February 28, 2022

My Dual Identity

Parth S. Gandhi, DO
Christiana Care EM/IM PGY3

Throughout time, there has been a concept around the duality of life and how we live in a world of “paradoxical unity.” This concept was first described in an ancient Eastern writing known as Tao Te Ching, in which the author theorizes that good only exists because there is evil, and beauty exists only because there is ugliness. He goes on to state that instead of trying to fight these contradictions, one should live “openly with [this] apparent duality and paradoxical unity.”

As my training as a dual resident continues, I look at the Tao Te Ching and try to make sense of the never-ending duality of training in my mind. At times, while working in the emergency department (ED), I find myself thinking about the long-term plans and work up of patients as new patients continue to be placed in rooms. Conversely, while working on the floors, I find myself triaging and approaching patients as if they were undifferentiated patients in the ED. Throughout my first year of training, I found it difficult to balance the two sides of my training. I would often become frustrated with my inability to quickly adjust when going from one side to the other. Unfortunately, there was no magic solution to this problem, but there was a rather obvious one: acceptance.

→ **Task item**: Please carry on the essay about training as a dual emergency and internal medicine resident, picking up after its last sentence. These records have no connection to the essay above.

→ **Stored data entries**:
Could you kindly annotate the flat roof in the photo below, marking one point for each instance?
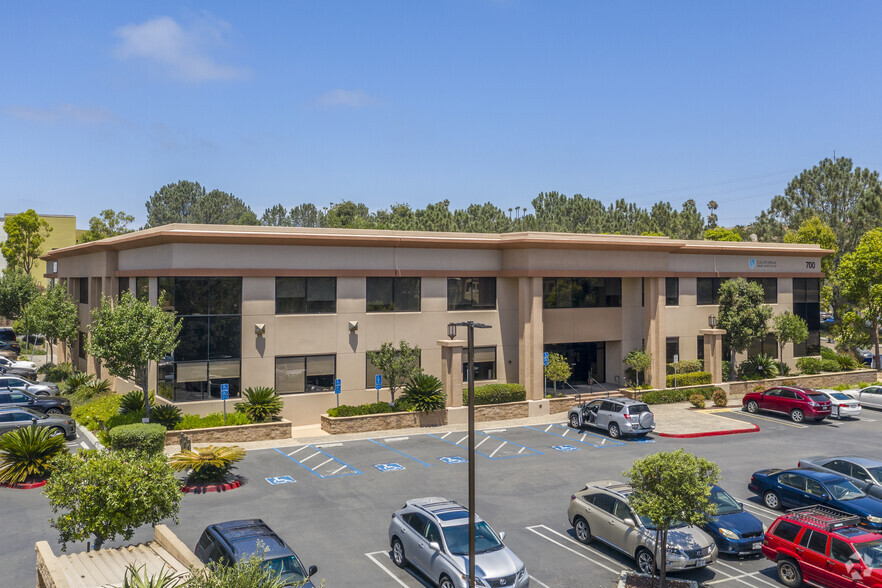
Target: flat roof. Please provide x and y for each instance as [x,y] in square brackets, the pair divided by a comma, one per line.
[259,235]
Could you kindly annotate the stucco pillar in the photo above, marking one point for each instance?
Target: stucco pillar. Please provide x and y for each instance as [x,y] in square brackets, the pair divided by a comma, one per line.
[451,370]
[713,353]
[530,337]
[654,329]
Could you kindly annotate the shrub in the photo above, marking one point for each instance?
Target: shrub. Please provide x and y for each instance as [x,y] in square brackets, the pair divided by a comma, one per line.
[809,365]
[689,379]
[261,404]
[133,401]
[496,394]
[362,409]
[141,438]
[206,465]
[216,419]
[167,415]
[423,393]
[26,454]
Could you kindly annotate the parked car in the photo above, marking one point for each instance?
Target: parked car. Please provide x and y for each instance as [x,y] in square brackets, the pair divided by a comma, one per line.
[804,487]
[15,382]
[863,472]
[734,530]
[234,541]
[826,547]
[16,418]
[841,405]
[617,416]
[601,511]
[798,403]
[42,404]
[432,534]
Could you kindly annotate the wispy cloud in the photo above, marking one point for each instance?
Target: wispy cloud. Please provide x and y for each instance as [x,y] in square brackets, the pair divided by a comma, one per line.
[184,53]
[89,115]
[346,99]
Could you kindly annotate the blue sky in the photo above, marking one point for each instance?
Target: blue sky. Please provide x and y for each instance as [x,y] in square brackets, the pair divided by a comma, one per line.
[467,100]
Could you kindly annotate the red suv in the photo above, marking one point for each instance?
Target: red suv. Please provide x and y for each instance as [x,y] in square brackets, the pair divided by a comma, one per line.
[798,403]
[824,546]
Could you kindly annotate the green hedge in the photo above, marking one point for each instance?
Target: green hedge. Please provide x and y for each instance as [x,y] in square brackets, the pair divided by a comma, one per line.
[676,395]
[690,379]
[496,394]
[143,438]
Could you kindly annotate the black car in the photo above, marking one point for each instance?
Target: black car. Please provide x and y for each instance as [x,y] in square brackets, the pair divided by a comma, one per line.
[234,541]
[44,404]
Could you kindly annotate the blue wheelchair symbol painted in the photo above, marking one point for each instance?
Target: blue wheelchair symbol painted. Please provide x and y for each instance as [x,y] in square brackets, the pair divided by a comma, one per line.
[453,459]
[389,467]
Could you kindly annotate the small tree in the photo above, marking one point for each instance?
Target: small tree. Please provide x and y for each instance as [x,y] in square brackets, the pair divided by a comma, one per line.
[128,335]
[397,365]
[105,494]
[671,488]
[558,369]
[788,327]
[639,361]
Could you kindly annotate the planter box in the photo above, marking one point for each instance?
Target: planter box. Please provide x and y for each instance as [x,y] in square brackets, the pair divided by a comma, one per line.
[233,434]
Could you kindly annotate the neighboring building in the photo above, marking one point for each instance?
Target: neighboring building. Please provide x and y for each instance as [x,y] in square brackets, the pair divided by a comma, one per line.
[296,308]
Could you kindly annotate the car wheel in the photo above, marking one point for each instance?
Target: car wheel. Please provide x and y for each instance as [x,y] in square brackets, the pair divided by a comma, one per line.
[789,573]
[771,500]
[398,553]
[582,530]
[645,561]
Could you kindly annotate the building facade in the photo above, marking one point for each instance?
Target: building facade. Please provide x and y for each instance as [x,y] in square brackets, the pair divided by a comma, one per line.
[297,309]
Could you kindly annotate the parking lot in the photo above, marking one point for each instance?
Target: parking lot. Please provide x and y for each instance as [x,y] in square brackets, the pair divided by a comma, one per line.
[332,501]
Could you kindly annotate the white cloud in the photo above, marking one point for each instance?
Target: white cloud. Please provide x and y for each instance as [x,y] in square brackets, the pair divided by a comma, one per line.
[346,99]
[182,52]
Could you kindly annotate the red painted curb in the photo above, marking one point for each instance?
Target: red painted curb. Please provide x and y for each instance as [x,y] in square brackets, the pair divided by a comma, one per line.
[755,429]
[202,489]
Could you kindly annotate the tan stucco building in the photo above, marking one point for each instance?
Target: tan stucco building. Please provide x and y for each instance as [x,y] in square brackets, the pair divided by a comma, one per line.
[297,309]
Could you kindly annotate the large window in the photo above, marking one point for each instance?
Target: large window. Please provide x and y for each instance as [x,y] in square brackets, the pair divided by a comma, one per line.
[709,290]
[393,294]
[581,292]
[306,295]
[471,293]
[310,373]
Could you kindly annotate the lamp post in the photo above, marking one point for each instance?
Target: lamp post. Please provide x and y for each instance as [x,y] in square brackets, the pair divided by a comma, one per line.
[451,332]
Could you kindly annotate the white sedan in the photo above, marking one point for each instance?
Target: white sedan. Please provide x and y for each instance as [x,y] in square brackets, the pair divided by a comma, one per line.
[841,404]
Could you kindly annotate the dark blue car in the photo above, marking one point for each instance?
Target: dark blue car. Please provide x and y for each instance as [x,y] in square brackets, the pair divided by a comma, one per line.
[784,489]
[735,531]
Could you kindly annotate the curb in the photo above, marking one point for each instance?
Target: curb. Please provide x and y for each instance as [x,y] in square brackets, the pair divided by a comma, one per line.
[753,429]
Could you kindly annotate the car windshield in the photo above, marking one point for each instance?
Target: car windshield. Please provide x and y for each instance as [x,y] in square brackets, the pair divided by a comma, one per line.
[725,503]
[457,538]
[287,567]
[870,552]
[844,490]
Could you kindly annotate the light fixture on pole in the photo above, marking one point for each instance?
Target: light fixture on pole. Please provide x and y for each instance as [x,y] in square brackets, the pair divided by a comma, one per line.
[451,332]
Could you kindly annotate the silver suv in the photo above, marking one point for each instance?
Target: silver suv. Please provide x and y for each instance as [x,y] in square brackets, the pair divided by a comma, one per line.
[432,534]
[617,416]
[601,511]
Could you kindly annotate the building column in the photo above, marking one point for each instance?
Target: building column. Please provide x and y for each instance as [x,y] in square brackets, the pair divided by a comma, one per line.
[713,353]
[654,331]
[451,370]
[531,337]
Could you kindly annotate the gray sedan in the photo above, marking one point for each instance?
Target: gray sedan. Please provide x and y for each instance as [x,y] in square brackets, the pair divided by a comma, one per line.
[16,418]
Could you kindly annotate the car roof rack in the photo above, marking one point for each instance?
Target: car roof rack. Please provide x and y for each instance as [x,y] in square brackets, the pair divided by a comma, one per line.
[824,517]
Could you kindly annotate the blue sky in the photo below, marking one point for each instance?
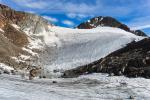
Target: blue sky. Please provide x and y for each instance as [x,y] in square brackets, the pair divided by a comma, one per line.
[69,13]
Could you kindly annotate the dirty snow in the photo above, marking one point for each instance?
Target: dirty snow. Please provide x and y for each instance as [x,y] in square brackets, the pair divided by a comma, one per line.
[88,87]
[1,30]
[67,48]
[5,68]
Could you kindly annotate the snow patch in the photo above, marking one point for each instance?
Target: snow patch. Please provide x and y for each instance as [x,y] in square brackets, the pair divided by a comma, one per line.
[15,26]
[1,30]
[5,68]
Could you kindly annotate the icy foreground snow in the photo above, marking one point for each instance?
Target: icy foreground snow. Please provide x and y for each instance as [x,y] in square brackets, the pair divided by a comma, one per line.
[89,87]
[68,48]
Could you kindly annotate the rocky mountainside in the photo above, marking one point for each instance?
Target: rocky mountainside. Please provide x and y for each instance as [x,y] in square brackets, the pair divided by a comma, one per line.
[28,41]
[108,21]
[14,40]
[132,61]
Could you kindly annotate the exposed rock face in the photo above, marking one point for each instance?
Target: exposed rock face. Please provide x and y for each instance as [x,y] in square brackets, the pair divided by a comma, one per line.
[13,38]
[132,61]
[107,21]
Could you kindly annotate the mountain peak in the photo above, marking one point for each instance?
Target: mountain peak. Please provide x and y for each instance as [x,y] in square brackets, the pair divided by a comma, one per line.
[101,21]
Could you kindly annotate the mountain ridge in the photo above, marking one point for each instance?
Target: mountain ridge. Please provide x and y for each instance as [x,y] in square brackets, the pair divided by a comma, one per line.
[101,21]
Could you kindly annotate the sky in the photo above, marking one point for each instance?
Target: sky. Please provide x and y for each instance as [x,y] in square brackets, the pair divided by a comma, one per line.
[70,13]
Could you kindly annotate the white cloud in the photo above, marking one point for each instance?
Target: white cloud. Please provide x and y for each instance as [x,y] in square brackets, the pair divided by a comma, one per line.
[51,19]
[68,23]
[78,16]
[32,4]
[140,23]
[141,27]
[96,7]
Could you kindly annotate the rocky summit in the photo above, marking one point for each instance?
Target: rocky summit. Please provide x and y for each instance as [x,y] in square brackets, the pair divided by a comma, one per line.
[108,21]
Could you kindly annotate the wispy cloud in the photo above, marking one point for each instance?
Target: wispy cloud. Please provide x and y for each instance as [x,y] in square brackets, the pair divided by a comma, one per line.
[78,16]
[140,23]
[51,19]
[38,4]
[68,23]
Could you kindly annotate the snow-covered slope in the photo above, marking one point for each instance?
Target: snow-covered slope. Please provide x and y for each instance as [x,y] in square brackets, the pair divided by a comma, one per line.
[89,87]
[65,48]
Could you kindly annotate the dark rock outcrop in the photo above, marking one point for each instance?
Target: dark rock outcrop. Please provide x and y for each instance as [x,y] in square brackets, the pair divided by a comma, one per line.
[132,61]
[108,21]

→ **Answer section**:
Throughout my training, I noticed, as time passed, my categorical colleagues would spend a larger proportion of their time in their respective primary roles. As a result of this, I couldn’t help but feel that I had to find a way to keep up with them. However, the more I tried to do this, the more I found myself struggling with my two identities. Slowly, I realized that many other combined residents experience this uncomfortable need to “keep up.” This is a shared sentiment amongst most, if not all, of us and through acceptance, I was able to overcome this uncomfortable feeling.

I am now in my third year of training and realize that the last two years have created a foundation of knowledge and skill that is both unique and specific to combined residents. I find myself using the two sides of my training interchangeably on a daily basis and have seen how it augments my clinical abilities. I encourage all combined residents who have struggled with this duality of training to remember the writing of Tao Te Ching, and, instead of trying to overcome it, accept the paradoxical unity that our journey has to offer.